● **GIVEN RECORDS**:
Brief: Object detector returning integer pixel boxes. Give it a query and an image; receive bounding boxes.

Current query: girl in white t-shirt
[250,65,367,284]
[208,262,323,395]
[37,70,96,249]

● **WHAT TO DO**: Change every "query" in the material to "prompt" and write the lines out again with nothing else altered.

● **IN RESPONSE**:
Brief: Object detector returning integer pixel boxes. Give it a prompt and an image; receive bounding boxes.

Current prompt: girl in white t-shirt
[250,65,367,284]
[208,262,323,395]
[37,70,96,249]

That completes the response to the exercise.